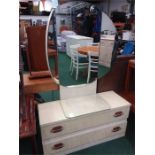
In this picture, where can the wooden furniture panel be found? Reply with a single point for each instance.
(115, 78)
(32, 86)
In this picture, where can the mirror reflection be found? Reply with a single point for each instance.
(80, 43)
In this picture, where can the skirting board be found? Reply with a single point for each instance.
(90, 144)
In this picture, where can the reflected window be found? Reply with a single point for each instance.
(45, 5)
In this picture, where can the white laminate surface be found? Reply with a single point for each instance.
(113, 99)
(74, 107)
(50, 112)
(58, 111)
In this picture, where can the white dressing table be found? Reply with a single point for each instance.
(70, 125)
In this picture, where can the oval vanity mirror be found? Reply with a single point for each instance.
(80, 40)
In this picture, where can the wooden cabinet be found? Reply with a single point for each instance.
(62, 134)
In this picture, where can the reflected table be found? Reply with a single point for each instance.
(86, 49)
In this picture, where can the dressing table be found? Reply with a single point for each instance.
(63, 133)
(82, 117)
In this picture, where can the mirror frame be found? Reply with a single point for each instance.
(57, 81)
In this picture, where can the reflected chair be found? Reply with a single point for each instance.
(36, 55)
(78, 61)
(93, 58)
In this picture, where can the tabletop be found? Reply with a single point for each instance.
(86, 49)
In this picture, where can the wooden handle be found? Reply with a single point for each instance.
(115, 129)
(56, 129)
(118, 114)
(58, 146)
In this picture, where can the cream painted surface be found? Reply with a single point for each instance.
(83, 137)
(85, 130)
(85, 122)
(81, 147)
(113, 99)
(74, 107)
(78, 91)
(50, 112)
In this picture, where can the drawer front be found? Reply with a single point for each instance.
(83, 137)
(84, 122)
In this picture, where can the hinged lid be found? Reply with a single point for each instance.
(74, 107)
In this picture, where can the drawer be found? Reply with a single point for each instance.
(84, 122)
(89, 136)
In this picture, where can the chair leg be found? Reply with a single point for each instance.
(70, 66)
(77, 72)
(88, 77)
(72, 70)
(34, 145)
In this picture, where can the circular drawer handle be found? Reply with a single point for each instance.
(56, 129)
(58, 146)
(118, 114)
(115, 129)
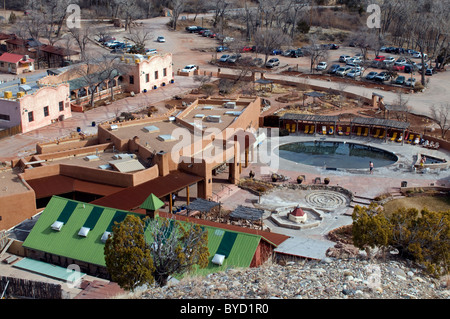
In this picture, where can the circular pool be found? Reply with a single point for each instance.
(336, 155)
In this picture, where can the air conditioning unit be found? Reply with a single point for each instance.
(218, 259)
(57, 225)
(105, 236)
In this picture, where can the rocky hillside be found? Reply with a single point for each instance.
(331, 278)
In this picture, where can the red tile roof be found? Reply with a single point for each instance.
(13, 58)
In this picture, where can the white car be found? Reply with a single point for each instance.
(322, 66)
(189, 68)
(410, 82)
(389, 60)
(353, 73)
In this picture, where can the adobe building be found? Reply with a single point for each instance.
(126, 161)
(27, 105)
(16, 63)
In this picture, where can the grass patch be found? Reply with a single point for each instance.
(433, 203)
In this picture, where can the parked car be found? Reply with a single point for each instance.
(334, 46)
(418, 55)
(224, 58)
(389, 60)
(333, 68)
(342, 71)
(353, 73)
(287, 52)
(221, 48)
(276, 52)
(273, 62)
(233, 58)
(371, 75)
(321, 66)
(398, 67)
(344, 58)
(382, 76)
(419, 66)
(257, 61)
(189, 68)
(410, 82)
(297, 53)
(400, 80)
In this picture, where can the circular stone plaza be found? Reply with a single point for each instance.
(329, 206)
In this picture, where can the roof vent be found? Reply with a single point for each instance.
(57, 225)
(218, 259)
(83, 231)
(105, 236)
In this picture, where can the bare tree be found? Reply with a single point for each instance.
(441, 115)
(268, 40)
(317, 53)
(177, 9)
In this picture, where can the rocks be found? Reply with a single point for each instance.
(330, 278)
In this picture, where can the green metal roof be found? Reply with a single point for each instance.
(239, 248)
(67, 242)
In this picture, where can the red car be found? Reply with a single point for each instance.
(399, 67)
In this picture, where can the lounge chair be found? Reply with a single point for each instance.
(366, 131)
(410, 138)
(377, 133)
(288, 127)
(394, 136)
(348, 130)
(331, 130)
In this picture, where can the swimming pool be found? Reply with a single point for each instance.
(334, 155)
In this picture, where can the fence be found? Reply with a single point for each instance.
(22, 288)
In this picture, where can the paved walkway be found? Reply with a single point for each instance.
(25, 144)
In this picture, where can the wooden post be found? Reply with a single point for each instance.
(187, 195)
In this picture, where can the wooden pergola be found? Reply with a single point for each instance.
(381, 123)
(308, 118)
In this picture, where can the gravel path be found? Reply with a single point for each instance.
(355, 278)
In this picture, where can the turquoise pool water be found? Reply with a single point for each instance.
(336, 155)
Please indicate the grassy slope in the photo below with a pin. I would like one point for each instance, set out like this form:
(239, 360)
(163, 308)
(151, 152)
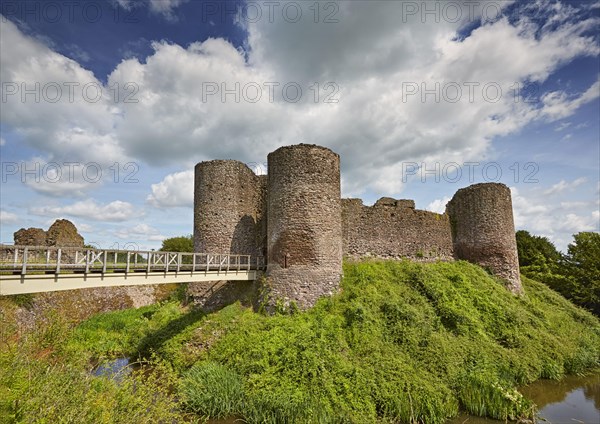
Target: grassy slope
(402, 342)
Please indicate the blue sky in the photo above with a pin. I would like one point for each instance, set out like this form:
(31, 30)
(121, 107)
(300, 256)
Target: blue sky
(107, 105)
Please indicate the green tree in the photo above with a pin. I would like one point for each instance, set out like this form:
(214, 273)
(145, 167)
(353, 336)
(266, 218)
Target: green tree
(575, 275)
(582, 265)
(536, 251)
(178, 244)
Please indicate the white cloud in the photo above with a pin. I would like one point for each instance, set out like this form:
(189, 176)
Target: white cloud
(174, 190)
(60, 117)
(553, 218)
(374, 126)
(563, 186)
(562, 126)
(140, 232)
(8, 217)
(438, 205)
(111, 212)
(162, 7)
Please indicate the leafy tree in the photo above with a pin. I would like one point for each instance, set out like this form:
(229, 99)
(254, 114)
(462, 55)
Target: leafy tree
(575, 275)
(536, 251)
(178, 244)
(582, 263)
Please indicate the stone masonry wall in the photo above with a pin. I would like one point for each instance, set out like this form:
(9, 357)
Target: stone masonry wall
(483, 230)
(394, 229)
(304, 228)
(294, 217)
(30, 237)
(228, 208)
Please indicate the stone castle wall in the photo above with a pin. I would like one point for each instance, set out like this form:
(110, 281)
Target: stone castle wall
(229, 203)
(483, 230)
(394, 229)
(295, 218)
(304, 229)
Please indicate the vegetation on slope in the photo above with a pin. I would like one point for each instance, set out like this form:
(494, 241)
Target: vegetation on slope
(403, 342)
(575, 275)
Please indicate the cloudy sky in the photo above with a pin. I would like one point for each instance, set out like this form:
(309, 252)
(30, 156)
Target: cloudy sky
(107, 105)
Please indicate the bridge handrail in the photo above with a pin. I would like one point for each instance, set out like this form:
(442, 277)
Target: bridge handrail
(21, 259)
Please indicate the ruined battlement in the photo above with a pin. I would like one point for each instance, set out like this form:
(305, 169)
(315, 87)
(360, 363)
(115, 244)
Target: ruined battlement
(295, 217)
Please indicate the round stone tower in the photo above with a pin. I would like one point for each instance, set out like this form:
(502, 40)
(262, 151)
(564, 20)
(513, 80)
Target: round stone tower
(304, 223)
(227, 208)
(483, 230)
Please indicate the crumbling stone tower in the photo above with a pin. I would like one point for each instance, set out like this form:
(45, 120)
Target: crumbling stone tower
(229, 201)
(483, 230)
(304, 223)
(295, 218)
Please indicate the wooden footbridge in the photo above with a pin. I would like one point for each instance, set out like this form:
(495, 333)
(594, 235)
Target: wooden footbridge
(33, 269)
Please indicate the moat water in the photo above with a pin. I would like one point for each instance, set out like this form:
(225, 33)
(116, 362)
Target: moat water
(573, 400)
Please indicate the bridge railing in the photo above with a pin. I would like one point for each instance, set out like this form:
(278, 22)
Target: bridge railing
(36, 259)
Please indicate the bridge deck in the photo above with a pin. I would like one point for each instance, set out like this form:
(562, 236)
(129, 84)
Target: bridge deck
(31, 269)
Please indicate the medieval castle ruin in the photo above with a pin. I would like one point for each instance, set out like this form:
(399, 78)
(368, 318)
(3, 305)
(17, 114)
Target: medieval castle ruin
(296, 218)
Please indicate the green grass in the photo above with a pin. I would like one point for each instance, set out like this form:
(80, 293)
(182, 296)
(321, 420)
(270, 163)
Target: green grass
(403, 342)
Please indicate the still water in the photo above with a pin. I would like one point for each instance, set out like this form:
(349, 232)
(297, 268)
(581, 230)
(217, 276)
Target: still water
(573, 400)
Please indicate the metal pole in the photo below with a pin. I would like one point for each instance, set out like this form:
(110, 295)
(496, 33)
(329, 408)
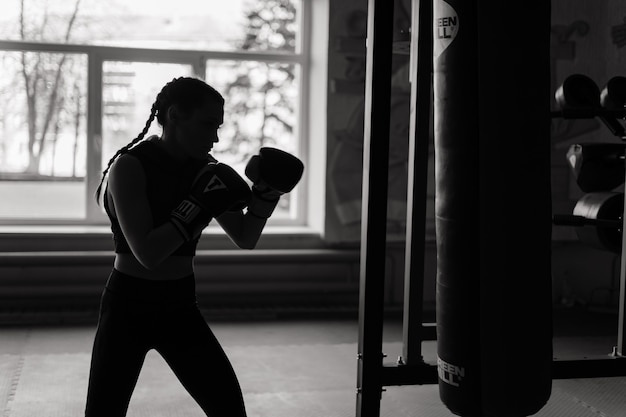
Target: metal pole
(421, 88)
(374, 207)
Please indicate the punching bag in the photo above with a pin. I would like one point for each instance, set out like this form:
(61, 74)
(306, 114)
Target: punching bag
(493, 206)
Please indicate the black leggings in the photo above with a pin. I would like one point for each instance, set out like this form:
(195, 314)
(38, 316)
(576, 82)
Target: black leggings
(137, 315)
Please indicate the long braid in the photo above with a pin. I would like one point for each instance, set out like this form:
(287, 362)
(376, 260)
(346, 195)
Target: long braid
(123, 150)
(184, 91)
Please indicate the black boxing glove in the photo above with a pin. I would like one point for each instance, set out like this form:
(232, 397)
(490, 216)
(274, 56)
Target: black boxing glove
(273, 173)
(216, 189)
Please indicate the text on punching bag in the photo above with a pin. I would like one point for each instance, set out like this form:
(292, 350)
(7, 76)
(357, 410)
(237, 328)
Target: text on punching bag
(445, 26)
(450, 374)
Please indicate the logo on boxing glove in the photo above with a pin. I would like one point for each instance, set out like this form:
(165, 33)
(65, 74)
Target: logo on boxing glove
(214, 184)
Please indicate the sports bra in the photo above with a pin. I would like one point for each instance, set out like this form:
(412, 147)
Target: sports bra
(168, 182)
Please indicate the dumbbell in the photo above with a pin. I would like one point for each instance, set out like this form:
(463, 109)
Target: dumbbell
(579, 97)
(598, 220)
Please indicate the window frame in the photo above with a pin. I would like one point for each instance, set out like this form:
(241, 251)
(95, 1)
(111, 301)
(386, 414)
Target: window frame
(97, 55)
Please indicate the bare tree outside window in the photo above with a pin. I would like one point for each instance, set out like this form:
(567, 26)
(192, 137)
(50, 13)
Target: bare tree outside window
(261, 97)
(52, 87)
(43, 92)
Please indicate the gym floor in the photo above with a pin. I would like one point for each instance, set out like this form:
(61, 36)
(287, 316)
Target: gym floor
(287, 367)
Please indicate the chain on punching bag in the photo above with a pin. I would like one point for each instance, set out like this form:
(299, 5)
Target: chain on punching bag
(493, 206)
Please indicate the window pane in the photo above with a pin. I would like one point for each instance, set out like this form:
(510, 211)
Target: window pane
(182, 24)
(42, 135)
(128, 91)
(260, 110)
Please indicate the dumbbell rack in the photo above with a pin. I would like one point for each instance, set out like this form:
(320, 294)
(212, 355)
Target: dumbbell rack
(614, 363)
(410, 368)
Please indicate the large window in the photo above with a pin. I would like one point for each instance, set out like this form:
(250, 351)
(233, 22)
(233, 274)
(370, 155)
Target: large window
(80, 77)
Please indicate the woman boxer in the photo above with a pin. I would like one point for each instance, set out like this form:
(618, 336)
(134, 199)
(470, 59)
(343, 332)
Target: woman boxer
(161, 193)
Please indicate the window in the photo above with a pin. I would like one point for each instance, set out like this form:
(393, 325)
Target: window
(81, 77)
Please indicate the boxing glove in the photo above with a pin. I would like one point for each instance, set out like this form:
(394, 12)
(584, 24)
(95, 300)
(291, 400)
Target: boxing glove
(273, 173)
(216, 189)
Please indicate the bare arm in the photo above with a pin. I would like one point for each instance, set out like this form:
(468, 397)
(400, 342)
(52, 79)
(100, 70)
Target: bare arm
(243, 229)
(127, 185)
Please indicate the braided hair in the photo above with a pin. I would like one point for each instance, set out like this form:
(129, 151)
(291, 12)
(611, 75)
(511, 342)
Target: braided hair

########

In the entries above, take the line containing "Please indicate the dumbbell rack" and each later line through the last, and repeat them exactly. Output nothing else.

Reply to the exercise »
Please indicate the dumbbell rack in the photo above with a pin. I would like one point for each instance, set out like this form:
(320, 294)
(212, 355)
Target: dumbbell rack
(614, 363)
(410, 368)
Please indicate the large window in the photo above with a pin. I would like one point for each instance, set out like this form:
(250, 351)
(233, 22)
(233, 274)
(370, 155)
Target: large window
(80, 77)
Please indicate the woman boxer in the photo above with a pin. I would like one point for each instance, set out like this form:
(618, 336)
(134, 199)
(470, 59)
(343, 332)
Target: woman boxer
(161, 193)
Please indicate the window in the photo above with a pin. I would like one point for each instance, set out like this form:
(393, 325)
Target: window
(81, 77)
Please indicate the boxing glove in the photo above with a pin. I would like one point for each instance, set out like this form:
(394, 12)
(584, 24)
(95, 300)
(291, 400)
Target: boxing glove
(273, 173)
(216, 189)
Please indicate the bare arm in the photo above with a pin. I would like one point for each instance, set out like this form:
(468, 397)
(400, 342)
(52, 79)
(100, 70)
Target: bare arm
(243, 229)
(127, 185)
Please indicate the braided hair in the photo above with a pin. I would like one point for each instance, set out like this form:
(129, 151)
(291, 12)
(611, 75)
(511, 342)
Target: braided hair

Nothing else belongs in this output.